Required action 1
Decide whether each statement below agrees with the SimpleStrat summary. For each, answer yes or no and quote the words of the summary that settle it.
(a) Raising the temperature during generation can reduce the quality of responses.
(b) When generating a response, the model picks a stratum according to the user's stated preference.
(c) CoverageQA is a dataset introduced to measure how diverse generated responses are.
Required action 2
Write out the stretch of the SimpleStrat summary from "Generating varied responses" through "What's the solution?", keeping every word and mark the same.
Required action 3
In one to three sentences, explain why the SimpleStrat summary says responses are generated from a randomly selected stratum.

Passage for review
SimpleStrat: Diversifying Language Model Generation with Stratification
Justin Wong, Yury Orlovskiy, Michael Luo, Sanjit A. Seshia, Joseph E. Gonzalez
2024-10-14

Summary
This paper presents SimpleStrat, a new method that helps large language models (LLMs) generate more diverse and interesting responses by organizing their output into different categories, or 'strata.'
What's the problem?
Generating varied responses from LLMs is important for applications like creative writing and data generation. However, traditional methods to increase diversity, such as raising the temperature during generation, can lower the quality of the responses. This leads to outputs that are often too similar and not as engaging.
What's the solution?
SimpleStrat addresses this issue by using the LLM itself to create different strata based on characteristics like topic or sentiment. When generating responses, the model randomly selects one of these strata and produces a response from that category. This stratified approach allows for a wider range of outputs while maintaining quality. The researchers also introduced a new dataset called CoverageQA to measure how diverse the generated responses are.
Why it matters?

Supplied records
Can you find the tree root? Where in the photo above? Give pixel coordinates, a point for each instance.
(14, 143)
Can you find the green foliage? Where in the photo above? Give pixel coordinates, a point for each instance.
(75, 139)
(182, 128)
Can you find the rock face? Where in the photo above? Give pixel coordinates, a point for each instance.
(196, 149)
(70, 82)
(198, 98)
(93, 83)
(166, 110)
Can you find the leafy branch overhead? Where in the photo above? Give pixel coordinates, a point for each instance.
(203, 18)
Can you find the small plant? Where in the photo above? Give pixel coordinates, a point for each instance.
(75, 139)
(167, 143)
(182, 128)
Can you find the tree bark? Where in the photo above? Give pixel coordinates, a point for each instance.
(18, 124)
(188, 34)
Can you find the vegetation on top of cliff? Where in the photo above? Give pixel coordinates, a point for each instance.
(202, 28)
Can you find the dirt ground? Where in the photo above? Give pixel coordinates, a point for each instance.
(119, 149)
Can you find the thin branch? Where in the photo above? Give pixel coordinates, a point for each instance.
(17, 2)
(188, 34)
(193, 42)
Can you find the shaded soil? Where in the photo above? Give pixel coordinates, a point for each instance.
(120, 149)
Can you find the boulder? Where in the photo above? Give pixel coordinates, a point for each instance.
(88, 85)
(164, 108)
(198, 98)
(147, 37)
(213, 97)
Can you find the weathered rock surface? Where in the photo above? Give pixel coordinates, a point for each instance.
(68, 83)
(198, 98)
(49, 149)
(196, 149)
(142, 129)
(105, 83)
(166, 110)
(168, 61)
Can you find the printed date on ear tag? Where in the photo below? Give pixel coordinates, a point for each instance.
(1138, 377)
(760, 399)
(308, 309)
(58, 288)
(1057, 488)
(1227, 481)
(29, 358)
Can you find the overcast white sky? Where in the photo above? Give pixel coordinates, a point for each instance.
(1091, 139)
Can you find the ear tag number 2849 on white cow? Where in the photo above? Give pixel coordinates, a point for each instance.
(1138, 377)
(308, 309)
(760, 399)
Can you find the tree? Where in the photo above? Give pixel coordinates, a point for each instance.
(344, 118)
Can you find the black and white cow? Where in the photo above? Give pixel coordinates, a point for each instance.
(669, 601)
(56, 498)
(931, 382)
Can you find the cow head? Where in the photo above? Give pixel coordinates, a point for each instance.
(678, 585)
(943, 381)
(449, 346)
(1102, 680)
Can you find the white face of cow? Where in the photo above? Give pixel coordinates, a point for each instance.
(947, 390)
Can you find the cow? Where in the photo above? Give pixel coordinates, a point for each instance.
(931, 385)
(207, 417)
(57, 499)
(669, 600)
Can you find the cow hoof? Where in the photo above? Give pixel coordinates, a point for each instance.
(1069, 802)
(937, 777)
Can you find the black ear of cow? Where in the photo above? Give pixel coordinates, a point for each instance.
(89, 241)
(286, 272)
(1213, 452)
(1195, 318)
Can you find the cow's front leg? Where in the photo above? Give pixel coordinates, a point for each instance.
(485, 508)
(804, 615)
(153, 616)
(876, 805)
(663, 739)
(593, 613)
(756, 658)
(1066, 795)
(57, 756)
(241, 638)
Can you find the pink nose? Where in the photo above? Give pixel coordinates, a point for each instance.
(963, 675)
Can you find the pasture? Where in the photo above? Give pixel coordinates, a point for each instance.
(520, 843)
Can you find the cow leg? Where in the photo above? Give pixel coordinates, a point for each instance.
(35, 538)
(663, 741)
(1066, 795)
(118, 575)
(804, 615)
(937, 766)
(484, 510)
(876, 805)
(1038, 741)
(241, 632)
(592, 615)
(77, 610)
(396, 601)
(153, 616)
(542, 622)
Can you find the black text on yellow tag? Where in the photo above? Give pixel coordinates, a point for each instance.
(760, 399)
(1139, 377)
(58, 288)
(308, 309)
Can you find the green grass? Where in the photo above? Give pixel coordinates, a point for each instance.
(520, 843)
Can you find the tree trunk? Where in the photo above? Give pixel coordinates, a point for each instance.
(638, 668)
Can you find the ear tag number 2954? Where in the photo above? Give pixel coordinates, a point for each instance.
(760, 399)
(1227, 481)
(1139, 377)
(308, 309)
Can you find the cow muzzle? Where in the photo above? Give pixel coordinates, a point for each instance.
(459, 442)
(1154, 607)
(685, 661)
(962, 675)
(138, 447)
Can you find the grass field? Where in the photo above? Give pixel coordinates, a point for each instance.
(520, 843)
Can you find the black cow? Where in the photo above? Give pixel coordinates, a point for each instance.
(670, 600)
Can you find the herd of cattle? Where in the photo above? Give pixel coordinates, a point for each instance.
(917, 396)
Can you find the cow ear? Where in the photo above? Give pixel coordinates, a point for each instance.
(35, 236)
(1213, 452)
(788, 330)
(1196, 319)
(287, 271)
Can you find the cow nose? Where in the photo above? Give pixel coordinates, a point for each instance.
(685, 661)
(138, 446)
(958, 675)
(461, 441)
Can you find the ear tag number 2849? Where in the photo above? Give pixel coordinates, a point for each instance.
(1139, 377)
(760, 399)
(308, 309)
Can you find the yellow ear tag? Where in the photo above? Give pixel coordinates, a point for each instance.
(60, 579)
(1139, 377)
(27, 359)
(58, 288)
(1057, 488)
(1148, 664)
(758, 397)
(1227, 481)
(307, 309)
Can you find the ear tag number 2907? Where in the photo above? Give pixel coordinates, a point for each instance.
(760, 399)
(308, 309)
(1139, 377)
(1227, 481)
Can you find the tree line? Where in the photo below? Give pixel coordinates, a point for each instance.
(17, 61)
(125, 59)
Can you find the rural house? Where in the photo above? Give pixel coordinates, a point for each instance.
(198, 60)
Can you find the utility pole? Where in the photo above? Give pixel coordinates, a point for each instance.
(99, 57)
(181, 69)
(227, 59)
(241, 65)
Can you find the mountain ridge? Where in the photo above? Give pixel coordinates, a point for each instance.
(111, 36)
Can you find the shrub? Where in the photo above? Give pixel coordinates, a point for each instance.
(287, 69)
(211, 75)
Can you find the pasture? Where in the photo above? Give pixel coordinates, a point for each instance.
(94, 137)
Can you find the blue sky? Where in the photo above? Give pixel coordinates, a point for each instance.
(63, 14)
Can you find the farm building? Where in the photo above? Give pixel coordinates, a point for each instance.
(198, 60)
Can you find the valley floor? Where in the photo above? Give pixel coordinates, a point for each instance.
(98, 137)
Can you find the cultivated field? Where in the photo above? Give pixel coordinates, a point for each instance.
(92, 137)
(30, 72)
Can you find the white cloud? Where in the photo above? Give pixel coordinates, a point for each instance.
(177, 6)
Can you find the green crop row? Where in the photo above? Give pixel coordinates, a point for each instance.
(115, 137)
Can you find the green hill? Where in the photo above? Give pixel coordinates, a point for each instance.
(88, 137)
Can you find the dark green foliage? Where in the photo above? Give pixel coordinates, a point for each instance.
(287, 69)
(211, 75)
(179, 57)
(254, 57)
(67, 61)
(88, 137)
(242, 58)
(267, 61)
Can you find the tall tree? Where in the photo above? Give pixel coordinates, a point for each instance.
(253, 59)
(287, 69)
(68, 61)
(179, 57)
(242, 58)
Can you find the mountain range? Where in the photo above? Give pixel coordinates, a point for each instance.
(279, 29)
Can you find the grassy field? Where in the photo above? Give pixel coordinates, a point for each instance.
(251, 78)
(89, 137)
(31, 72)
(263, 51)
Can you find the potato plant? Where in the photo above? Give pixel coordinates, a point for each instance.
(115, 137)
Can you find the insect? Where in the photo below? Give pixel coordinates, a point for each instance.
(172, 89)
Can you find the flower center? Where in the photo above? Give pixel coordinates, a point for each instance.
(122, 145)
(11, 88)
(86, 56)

Exercise output 1
(a) Yes: "raising the temperature during generation, can lower the quality of the responses"
(b) No: "the model randomly selects one of these strata"
(c) Yes: "a new dataset called CoverageQA to measure how diverse the generated responses are"

Exercise output 2
Generating varied responses from LLMs is important for applications like creative writing and data generation. However, traditional methods to increase diversity, such as raising the temperature during generation, can lower the quality of the responses. This leads to outputs that are often too similar and not as engaging.
What's the solution?

Exercise output 3
The LLM itself creates strata based on characteristics such as topic or sentiment. It then randomly selects one stratum and produces a response from that category. According to the summary, this stratified approach allows for a wider range of outputs while maintaining quality.